Задания ->
a. Переведите на английский язык предложение из текста об «Исповеди» Руссо: «Повествование заканчивается 1766 годом, в момент, когда Руссо, преследуемый одновременно Францией, Женевой и Берном, решается искать убежища в Англии».
b. Где, согласно тексту об «Исповеди» Руссо, были созданы шесть первых книг?
c. Допишите продолжение текста об «Исповеди» Руссо, начав сразу после его последнего предложения.
━━ Текст для чтения ━━
Да, у Руссо было их немало, и вся вторая часть «Исповеди» представляет попытку оправдаться от их клеветнических наветов. Шесть первых книг, созданных в Англии, в Бутоне, и доведенных до 1741 года, рассказывают о счастливых ученических годах Руссо. Последние шесть книг написаны с перерывом в два года, с 1768 по 1770 год, в Дофине и в Тире. Повествование заканчивается 1766 годом, в момент, когда Руссо, преследуемый одновременно Францией, Женевой и Берном, решается искать убежища в Англии. Вторые шесть книг рассказывают о том, как Руссо взял Париж, о связи с Терезой Левассер, о начале литературной жизни, о нежной любви к мадам д'Удето и о злополучных последствиях этой страсти.

Кроме того, есть в этой книге и другие прекрасные эпизоды. Радостное чувство, которое испытывал Руссо во время своих посещений мадам д'Эпине в Эрмитаже, где он наслаждался красотами природы, манившей его к себе, заставляет его с нежностью писать о зеленой траве, деревьях, цветах, ясных прудах; создание «Юлии» под впечатлением этих счастливых, опьяняющих дней; любовь к этой Сильфиде — плоду его воображения; прогулки с мадам д'Удето; романтика первых встреч, свидания ночью в роще — все это передано Руссо великолепно и с умилением, как и пейзажи Шарметты.
━━━
━━ Исходные записи ━━
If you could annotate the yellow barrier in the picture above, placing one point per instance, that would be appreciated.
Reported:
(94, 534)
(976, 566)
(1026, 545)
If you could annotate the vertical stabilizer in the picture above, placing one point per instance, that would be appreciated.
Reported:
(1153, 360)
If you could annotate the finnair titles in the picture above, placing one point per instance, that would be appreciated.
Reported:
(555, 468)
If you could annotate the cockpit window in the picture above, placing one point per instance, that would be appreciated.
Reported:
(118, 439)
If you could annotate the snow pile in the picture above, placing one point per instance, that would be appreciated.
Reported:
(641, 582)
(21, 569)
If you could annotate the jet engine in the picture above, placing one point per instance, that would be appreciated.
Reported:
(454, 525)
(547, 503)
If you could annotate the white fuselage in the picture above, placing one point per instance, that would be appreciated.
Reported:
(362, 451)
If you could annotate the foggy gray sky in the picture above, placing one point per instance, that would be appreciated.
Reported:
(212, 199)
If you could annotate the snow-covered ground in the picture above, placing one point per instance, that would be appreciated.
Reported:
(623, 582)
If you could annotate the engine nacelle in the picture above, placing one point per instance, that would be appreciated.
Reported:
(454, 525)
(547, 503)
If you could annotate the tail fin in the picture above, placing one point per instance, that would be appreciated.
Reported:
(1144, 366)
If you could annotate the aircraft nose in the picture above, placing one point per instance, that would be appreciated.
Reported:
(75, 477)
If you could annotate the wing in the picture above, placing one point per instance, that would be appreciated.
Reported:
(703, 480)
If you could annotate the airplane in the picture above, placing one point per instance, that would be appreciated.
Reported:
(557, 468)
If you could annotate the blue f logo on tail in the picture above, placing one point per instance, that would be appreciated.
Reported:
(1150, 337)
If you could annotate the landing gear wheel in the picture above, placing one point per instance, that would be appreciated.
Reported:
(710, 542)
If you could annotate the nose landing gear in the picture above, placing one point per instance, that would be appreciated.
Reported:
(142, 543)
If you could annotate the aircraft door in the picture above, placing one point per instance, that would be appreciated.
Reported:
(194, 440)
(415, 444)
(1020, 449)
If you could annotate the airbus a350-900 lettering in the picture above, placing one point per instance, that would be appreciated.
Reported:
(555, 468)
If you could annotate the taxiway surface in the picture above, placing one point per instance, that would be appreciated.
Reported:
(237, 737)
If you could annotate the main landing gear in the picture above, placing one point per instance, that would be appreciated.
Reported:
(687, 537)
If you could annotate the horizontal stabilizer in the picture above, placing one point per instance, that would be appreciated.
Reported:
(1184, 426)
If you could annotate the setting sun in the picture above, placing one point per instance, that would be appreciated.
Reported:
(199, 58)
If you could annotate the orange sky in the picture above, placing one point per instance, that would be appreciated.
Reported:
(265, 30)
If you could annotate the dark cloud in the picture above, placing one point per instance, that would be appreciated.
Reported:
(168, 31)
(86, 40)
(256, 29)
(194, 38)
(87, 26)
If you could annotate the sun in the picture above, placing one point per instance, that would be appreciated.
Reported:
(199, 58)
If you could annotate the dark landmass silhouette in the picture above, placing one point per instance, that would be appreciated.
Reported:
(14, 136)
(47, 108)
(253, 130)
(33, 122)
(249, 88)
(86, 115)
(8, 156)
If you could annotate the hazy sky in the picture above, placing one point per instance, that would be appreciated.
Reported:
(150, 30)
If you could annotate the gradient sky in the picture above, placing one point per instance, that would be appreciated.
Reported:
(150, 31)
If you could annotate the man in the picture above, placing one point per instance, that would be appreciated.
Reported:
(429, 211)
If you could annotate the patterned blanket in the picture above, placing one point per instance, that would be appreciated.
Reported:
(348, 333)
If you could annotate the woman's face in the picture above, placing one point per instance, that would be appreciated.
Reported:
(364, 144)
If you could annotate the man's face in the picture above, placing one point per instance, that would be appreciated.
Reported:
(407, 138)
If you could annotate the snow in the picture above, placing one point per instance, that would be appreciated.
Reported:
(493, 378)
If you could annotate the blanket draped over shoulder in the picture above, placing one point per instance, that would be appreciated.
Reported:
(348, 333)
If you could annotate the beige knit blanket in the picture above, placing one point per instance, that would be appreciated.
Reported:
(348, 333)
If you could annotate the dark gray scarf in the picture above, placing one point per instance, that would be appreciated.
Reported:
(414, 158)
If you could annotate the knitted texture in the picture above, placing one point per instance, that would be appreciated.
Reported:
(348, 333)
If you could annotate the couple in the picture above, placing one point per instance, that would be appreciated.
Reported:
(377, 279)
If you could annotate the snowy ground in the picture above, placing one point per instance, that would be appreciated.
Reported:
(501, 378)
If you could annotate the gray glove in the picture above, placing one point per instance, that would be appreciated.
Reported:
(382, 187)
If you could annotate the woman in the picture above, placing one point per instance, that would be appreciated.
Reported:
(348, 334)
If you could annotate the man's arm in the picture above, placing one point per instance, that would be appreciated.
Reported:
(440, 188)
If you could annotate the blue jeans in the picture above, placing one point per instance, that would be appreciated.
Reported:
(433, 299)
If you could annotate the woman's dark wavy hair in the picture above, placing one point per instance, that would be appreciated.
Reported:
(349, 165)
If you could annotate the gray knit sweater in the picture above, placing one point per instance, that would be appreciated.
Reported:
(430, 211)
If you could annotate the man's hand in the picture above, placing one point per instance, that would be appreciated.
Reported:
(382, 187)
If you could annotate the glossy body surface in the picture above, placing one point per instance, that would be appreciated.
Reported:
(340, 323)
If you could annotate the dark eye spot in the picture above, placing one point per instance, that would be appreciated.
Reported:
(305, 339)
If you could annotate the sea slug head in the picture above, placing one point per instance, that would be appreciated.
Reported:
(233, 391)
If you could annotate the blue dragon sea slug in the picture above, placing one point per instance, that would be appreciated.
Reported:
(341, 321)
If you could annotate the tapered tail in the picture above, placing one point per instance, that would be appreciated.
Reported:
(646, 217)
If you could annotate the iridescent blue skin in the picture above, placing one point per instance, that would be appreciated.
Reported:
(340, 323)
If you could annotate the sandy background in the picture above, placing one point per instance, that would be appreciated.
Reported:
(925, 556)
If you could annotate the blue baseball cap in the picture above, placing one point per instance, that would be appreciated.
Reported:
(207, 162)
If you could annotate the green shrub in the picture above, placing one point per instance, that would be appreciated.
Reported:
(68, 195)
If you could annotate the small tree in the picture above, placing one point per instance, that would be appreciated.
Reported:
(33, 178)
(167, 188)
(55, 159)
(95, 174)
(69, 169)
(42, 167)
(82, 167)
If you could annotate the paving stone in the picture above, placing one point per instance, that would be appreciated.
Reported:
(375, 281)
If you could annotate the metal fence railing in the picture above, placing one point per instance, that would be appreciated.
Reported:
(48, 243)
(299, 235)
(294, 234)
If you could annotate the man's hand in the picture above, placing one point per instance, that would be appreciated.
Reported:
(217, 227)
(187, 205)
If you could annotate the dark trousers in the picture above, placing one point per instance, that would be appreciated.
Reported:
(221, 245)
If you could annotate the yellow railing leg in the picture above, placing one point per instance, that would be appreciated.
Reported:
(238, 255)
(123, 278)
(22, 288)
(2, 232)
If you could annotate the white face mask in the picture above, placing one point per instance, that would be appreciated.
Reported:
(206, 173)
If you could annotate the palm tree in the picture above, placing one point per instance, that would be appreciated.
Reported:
━━━
Ответы к заданиям ->
a. The narrative ends in 1766, at the moment when Rousseau, persecuted simultaneously by France, Geneva and Bern, decides to seek refuge in England.

b. В Англии, в Бутоне.

c.
Но постепенно дух недовольства проникает в повесть. Запах тления и свечей примешивается к благоуханию лета, Руссо кажется, что какие-то тайные силы неотступно преследуют его. Уже начали раздаваться глухие раскаты, предшествующие грозе, и… «стало ясно, что вокруг моей книги и меня самого куется заговор и что скоро он даст себя знать…» Не было ли это манией преследования? Или писатель жаловался беспричинно? Долгое время комментаторы так и думали, потому что противникам Руссо, тоже писателям, и притом крупным, последующие поколения верили. Однако то, что мы читаем в книге Анри Гийемена «Человек, две тени», не позволяет сомневаться в наличии врагов у Руссо, жаждущих его погубить в силу разных, но преследующих одну цель причин.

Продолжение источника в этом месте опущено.